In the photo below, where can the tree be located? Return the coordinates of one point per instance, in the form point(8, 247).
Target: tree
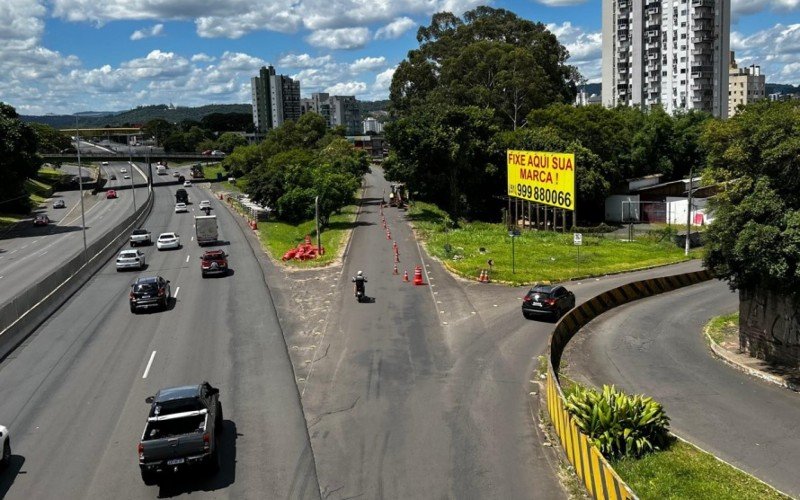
point(754, 240)
point(19, 143)
point(492, 58)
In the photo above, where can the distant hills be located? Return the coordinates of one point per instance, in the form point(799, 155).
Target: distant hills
point(143, 114)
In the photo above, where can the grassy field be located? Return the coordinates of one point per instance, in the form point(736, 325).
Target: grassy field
point(538, 255)
point(278, 237)
point(684, 471)
point(722, 328)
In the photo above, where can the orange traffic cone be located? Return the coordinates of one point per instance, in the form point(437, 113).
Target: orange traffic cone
point(418, 276)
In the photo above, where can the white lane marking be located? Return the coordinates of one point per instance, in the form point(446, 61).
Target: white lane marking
point(149, 364)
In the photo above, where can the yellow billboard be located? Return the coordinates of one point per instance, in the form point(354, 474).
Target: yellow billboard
point(542, 177)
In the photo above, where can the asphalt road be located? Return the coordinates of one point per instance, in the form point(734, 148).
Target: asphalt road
point(655, 346)
point(28, 253)
point(73, 394)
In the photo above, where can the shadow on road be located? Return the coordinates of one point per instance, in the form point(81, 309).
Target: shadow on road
point(9, 474)
point(200, 480)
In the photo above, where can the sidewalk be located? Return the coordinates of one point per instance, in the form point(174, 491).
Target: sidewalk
point(783, 376)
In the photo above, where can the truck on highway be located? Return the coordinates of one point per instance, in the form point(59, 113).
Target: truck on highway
point(206, 230)
point(181, 196)
point(182, 431)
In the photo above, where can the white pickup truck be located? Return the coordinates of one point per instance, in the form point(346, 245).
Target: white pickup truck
point(141, 237)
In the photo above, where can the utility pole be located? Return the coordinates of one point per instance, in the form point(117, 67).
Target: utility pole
point(688, 214)
point(80, 187)
point(316, 218)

GIVEN INSTRUCTION. Rewrite every one of the lines above as a Markdown table with the columns Row and Line text, giving each line its own numbered row and skipping blank lines. Keep the pictures out of the table.

EXERCISE ANSWER.
| Row | Line text |
|---|---|
| 1 | In the photo below, where can the tree be located? Return the coordinates of one point per instance, in the form point(8, 247). |
| 2 | Target: tree |
| 3 | point(754, 240) |
| 4 | point(19, 143) |
| 5 | point(492, 58) |
| 6 | In the photo above, where can the distant hills be located? Return the coordinates of one point per instance, in the form point(799, 155). |
| 7 | Target: distant hills |
| 8 | point(143, 114) |
| 9 | In the photo above, where can the grassy field be located? Return the coordinates of one point per instance, in the form point(736, 325). |
| 10 | Target: grassy field |
| 11 | point(538, 255) |
| 12 | point(278, 237) |
| 13 | point(684, 471) |
| 14 | point(722, 328) |
| 15 | In the photo above, where can the orange traffic cone be located? Return the coordinates of one point per instance, in the form point(437, 113). |
| 16 | Target: orange traffic cone |
| 17 | point(418, 276) |
| 18 | In the photo above, where can the white lane marking be located? Return the coordinates of one point per instance, in the form point(446, 61). |
| 19 | Target: white lane marking |
| 20 | point(149, 364) |
| 21 | In the photo above, where can the yellow billboard be located? Return the coordinates of one point per instance, in the form point(354, 474). |
| 22 | Target: yellow billboard |
| 23 | point(542, 177) |
| 24 | In the photo above, where can the asphalt road be located? Return the coordinates of one point per instance, in the form point(734, 148). |
| 25 | Target: asphalt road |
| 26 | point(655, 346) |
| 27 | point(28, 253) |
| 28 | point(73, 394) |
| 29 | In the photo above, where can the shadow on road be located? Return the coordinates of one point per instance, in the form point(81, 309). |
| 30 | Target: shadow on road |
| 31 | point(9, 474) |
| 32 | point(200, 480) |
| 33 | In the photo above, where can the sidewalk be located? Return the coordinates of one point per instance, in the form point(174, 491). |
| 34 | Target: sidewalk |
| 35 | point(783, 376) |
| 36 | In the photo above, where can the truck on highway be located? Return the coordinates of one point per instance, in the form point(59, 113). |
| 37 | Target: truck on highway |
| 38 | point(206, 230) |
| 39 | point(181, 196) |
| 40 | point(182, 431) |
| 41 | In the photo above, where can the white pickup truck be located? Return the coordinates of one point per instance, in the form point(346, 245). |
| 42 | Target: white pickup truck |
| 43 | point(141, 237) |
| 44 | In the photo above, where can the utility pole be located? Return the coordinates of one point per instance, in the form point(117, 67). |
| 45 | Target: utility pole |
| 46 | point(688, 214) |
| 47 | point(80, 187) |
| 48 | point(316, 218) |